[QUOTED PASSAGE]:

·····

| Title | Test
                    Find
                    
                    Pattern Title | 
            
                | Expression | ^([\s\S]){1,20}([\s\.]) | 
            
                | Description | This pattern returns as much of the first x characters of a string as full words or sentences as a match, where x is currently 20. Change x to adjust the length supported in your database field.
I'm currently using this within a string shortening utility to shrink large text regions to word/sentance-boundary elements and appending an ellipsis as a text continuator. | 
            
                | Matches | Any text of any length | ...but will only 'match' the first 20 characters at a period or space. | 
            
                | Non-Matches | N/A | 
            
                | Author | Rating:  Shawn Hall | 
            
                | Source | http://ReliableAnswers.com/ | 
            
              | Your Rating |  | 
        
    
 
    
    
     
        
                
	                Title: Using with PHP
	                Name: wamuonfraud
	                Date: 3/12/2006 9:07:21 PM
	                Comment: 
Just what I was looking for.  To use with PHP preg_match:
$maxlen = 500;
$regex = '%^([\s\S]){1,' . $maxlen . '}([\s\.\?!])%i';
$num_matches = preg_match($regex, $string, $_EXCERPT);
$excerpt = $_EXCERPT[0];
                
                
            
                
	                Title: Mr
	                Name: Woody
	                Date: 11/27/2005 5:34:11 PM
	                Comment: 
Stuart's error is caused by not having delimiters around the regex, as required by PHP in functions like preg_match(). Just do this:
$pattern = '/^([\s\S]){1,20}([\s\.])/';
Notice the slashes at the beginning and end of the regex.

·····

[GIVEN INFORMATION]:

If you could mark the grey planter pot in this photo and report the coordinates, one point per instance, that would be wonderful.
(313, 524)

·····

[TO DO]:
• 1. Answer these about the regex pattern page:
(a) What number does x currently stand for in the pattern's description?
(b) What value does the comment titled "Using with PHP" give $maxlen?
(c) What does the comment titled "Mr" say causes Stuart's error?
• 2. Go on with the regex pattern page from the point where it stops.
The data has nothing to do with what follows.

[RESULTS OF THE TASKS]:
• 1.
(a) 20
(b) 500
(c) Not having delimiters around the regex, as PHP requires in functions like preg_match().

• 2.
Use $pattern in your preg_match or other PHP statement.
                
                
            
                
	                Title: Stuart's PHP error
	                Name: Shawn K. Hall
	                Date: 7/17/2004 6:47:18 PM
	                Comment: 
Sorry to hear about that, but it sounds like user error to me. I've never seen the error you describe in RegEx in PHP. PHP doesn't use all the same named entities anyway, so you'd have to use a regex like the one below in order to get similar functionality:
  ^(.{1,50})([ \f\n\r\t\v\.])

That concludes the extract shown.